- Work to complete
Please write out the line containing "Place a marker on the belt" and each line after it through the end of the data, exactly, and nothing else.

- Source records
========================================

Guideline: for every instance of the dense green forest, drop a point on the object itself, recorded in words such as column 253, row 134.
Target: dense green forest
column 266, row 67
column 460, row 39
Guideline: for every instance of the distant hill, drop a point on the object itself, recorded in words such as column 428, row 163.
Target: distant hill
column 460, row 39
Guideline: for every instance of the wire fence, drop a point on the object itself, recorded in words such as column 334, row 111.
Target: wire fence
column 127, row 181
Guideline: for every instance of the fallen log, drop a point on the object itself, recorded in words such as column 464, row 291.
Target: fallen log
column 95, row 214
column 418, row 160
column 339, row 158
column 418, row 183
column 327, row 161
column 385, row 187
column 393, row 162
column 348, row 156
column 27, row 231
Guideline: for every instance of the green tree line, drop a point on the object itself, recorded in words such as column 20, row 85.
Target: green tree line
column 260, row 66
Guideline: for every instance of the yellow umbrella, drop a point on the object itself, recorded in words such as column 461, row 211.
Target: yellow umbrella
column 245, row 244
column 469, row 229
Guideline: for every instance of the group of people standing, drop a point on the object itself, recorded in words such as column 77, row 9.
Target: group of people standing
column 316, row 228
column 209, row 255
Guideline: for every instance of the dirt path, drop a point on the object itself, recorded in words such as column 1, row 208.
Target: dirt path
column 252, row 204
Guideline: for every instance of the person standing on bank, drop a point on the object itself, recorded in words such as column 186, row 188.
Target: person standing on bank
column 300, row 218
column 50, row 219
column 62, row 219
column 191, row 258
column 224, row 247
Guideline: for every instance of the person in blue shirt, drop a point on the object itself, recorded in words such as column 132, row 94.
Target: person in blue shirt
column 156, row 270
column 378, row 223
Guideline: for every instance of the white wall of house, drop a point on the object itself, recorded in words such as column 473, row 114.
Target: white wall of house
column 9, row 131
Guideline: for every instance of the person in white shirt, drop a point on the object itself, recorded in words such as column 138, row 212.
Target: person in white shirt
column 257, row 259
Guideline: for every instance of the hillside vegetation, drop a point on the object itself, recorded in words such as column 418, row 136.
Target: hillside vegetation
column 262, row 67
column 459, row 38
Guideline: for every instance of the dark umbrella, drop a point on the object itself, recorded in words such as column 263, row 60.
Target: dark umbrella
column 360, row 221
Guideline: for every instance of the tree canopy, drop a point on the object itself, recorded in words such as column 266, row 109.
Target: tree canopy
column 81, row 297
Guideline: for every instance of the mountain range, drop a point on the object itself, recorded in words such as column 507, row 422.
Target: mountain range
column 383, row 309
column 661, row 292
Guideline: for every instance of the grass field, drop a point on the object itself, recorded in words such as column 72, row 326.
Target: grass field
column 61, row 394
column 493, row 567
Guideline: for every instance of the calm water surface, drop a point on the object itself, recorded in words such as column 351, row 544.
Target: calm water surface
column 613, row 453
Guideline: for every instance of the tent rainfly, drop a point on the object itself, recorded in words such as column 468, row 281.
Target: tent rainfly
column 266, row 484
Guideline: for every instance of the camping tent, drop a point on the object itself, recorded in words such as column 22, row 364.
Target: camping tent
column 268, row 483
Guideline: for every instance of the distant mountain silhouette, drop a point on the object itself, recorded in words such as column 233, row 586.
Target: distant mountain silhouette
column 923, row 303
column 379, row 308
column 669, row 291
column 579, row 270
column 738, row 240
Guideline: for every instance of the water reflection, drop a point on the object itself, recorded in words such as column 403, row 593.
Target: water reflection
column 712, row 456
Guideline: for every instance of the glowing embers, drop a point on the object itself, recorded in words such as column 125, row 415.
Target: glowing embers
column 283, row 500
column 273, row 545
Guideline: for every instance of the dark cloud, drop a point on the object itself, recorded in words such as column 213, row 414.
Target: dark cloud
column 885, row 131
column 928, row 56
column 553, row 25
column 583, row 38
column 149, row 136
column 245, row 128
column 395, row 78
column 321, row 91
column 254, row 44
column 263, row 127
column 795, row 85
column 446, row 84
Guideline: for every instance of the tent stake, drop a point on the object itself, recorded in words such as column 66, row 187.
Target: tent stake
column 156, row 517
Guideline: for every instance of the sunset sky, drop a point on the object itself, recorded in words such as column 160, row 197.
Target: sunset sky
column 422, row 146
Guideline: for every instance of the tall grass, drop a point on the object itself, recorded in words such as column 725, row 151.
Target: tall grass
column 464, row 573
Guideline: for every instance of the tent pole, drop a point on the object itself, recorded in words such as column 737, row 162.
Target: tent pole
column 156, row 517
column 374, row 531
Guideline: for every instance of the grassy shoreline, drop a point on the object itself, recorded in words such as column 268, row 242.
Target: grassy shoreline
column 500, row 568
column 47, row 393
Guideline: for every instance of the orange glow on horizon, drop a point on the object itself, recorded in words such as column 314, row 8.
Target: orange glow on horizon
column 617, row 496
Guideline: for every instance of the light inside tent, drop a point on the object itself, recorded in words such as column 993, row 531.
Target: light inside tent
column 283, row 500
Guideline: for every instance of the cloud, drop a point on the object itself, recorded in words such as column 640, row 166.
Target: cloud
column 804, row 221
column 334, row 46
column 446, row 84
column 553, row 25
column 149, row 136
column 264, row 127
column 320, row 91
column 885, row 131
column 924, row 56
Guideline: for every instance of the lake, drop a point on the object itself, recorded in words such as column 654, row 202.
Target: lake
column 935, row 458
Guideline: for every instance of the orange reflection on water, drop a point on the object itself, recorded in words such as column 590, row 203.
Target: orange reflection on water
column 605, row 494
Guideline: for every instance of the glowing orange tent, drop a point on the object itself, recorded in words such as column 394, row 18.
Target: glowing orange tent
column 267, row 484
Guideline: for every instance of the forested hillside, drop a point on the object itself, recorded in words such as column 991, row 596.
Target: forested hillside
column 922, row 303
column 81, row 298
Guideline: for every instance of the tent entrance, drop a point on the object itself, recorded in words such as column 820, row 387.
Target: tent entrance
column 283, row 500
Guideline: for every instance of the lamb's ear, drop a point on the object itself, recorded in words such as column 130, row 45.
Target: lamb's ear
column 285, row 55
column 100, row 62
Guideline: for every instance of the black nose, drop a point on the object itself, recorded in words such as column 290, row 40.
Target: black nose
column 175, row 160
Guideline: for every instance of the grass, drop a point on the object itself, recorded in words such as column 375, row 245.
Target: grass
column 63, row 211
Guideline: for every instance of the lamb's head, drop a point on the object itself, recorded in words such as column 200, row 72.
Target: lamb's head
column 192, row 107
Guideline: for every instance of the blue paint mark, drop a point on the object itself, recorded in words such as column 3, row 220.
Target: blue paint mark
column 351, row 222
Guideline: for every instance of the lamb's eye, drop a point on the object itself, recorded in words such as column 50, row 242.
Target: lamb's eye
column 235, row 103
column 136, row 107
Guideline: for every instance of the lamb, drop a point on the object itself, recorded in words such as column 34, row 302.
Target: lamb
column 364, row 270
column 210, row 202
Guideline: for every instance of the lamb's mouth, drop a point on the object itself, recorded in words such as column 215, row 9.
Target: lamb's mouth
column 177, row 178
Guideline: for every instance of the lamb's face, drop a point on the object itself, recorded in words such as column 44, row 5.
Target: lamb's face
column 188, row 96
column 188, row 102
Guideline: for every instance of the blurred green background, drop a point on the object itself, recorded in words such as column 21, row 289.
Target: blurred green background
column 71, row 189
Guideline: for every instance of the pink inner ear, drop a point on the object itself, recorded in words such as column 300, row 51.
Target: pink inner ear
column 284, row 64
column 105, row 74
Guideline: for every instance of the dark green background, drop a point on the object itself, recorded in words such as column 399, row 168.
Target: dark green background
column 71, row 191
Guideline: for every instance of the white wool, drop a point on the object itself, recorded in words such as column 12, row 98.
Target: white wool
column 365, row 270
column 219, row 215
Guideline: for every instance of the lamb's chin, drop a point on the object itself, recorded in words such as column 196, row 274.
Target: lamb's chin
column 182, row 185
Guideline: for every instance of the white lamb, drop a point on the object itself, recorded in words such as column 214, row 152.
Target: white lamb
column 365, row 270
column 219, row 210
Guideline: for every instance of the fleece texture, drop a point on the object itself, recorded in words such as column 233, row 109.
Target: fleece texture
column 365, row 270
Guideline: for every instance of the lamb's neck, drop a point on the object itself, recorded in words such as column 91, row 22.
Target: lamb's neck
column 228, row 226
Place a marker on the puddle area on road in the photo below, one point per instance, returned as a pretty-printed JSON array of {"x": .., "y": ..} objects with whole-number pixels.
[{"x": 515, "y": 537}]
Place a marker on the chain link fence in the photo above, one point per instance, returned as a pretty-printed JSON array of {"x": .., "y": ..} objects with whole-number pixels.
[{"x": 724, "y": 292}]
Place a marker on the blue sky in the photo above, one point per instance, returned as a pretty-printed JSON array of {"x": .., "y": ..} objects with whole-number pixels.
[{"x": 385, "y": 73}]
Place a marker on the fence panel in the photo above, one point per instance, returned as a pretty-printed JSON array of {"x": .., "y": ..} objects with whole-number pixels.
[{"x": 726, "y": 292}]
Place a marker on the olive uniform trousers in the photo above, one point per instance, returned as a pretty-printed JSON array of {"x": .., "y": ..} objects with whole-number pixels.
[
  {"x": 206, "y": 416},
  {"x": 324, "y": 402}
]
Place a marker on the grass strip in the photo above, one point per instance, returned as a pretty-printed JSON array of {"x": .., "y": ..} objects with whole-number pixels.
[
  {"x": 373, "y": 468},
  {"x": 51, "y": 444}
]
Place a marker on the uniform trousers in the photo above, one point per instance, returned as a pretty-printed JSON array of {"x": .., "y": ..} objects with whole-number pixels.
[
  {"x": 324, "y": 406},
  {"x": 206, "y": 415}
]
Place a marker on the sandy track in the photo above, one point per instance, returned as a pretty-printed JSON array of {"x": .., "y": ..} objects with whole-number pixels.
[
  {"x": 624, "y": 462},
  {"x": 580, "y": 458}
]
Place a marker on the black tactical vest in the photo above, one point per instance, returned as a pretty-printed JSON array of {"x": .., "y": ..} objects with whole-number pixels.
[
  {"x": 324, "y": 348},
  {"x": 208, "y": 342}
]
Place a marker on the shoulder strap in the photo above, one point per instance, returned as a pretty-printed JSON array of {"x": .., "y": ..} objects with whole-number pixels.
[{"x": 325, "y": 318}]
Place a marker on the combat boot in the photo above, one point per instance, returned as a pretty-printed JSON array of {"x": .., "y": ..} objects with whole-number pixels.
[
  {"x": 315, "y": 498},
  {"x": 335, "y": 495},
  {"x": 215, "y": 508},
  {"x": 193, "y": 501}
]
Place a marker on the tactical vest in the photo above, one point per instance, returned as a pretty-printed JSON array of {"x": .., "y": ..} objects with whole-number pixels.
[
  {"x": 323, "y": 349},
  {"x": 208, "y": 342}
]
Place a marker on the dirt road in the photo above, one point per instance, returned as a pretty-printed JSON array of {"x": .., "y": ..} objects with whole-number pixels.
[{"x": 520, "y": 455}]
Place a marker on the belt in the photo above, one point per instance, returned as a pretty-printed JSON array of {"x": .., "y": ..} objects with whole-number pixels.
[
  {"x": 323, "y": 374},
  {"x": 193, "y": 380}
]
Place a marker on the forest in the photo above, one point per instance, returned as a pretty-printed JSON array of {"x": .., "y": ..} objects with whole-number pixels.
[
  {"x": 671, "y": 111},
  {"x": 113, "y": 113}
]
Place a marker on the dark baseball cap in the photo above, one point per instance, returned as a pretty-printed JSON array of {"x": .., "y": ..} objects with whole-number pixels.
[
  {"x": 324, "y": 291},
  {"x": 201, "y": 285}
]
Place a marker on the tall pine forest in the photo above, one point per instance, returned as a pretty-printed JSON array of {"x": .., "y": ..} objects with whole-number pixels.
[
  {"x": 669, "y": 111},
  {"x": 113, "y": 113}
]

========================================

- Output
Place a marker on the belt in the photo above, one point per instance, returned as a pretty-printed JSON array of {"x": .., "y": ..} objects with whole-number pixels.
[
  {"x": 323, "y": 374},
  {"x": 193, "y": 380}
]
Place a marker on the forest in the photo above, one point per instance, returned as a pretty-printed JSON array of {"x": .., "y": ..} objects with whole-number pixels.
[
  {"x": 671, "y": 111},
  {"x": 113, "y": 113}
]
Place a marker on the dark baseball cap in the photo above, one point per instance, returned as a pretty-printed JSON array of {"x": .., "y": ..} objects with whole-number pixels.
[
  {"x": 324, "y": 291},
  {"x": 201, "y": 285}
]
Place a marker on the tall pine forest in the photo above, one point per instance, returned as a pretty-printed JSON array of {"x": .., "y": ..} objects with whole-number pixels.
[
  {"x": 669, "y": 111},
  {"x": 113, "y": 113}
]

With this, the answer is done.